**What you have to do:** When the line with "Tight-box annotation required for the class cobblestone" is reached, include it and stop; before that, copy each line of the listing exactly from the first.
++++ Given records ++++
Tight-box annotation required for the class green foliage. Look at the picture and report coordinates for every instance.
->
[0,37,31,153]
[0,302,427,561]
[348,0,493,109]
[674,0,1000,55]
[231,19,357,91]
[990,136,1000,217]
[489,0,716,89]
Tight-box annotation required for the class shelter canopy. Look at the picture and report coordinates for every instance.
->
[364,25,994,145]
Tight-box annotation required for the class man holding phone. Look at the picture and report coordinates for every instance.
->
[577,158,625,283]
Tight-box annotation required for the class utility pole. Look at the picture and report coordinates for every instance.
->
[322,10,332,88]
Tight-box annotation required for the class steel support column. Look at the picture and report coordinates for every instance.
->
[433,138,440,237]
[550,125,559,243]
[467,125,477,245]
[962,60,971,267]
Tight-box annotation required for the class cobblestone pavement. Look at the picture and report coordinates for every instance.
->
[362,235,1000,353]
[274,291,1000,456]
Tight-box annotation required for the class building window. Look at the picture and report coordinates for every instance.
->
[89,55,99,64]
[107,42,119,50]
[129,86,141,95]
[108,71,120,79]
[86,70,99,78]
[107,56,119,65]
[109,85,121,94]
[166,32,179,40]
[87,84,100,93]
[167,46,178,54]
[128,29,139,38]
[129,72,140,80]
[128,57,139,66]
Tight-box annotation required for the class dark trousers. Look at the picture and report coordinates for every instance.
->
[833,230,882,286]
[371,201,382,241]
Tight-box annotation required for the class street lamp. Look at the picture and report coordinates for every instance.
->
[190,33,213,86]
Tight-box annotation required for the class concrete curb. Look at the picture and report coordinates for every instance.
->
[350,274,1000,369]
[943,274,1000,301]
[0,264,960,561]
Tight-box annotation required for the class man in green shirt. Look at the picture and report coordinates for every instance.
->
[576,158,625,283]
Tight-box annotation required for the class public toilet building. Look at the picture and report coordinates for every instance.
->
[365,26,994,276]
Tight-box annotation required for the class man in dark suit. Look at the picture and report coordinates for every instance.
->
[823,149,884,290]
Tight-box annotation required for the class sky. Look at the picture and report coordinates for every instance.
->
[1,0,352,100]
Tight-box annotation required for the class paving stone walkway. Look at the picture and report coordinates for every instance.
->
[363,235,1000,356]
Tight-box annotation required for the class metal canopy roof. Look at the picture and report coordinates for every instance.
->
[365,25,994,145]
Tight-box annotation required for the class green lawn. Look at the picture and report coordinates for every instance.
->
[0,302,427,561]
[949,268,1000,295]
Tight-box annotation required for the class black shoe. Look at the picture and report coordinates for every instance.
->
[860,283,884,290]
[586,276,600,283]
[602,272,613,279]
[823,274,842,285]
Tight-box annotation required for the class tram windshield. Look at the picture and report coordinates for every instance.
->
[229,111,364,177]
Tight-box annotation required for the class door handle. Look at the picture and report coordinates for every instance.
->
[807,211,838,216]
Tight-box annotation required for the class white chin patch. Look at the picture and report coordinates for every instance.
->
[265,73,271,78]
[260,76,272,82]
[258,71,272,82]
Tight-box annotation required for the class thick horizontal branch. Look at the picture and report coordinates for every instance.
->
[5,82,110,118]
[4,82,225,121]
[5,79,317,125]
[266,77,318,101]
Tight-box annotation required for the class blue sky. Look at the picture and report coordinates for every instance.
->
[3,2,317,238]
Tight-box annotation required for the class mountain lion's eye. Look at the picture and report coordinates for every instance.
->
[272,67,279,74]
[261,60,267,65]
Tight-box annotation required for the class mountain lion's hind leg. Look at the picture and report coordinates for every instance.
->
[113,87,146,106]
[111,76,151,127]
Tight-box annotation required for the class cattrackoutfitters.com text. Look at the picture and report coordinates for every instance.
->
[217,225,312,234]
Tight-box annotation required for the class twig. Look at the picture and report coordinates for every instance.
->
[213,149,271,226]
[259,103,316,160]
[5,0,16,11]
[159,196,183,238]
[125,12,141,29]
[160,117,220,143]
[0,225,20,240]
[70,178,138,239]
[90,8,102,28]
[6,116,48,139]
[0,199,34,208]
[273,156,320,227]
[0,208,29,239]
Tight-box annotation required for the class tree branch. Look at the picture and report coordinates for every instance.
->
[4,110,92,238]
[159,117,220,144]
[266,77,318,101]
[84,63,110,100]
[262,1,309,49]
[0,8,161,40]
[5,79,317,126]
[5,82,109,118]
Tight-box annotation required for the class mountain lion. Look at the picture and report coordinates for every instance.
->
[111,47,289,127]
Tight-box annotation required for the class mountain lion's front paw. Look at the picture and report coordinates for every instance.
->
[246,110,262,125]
++++
**Written answer:**
Tight-box annotation required for the class green foliage. Look at the picture and report coordinates for every instance.
->
[0,37,31,153]
[0,302,427,561]
[348,0,493,109]
[674,0,1000,55]
[231,19,357,91]
[990,136,1000,217]
[489,0,716,89]
Tight-box annotation required for the class shelter canopy. Look at the picture and report coordinates for every instance.
->
[364,25,994,145]
Tight-box annotation required for the class man holding phone. Look at the picture and report coordinates for every instance.
->
[577,158,625,283]
Tight-box annotation required for the class utility pole. Look at the picture and report coordinates for every instance.
->
[322,10,332,88]
Tight-box annotation required for the class steel support column. Look at the picture and report coordinates for every instance.
->
[433,138,440,237]
[550,125,559,243]
[467,125,477,245]
[962,60,971,267]
Tight-box annotation required for the class cobblestone pavement. Look at the picture and report coordinates for every instance.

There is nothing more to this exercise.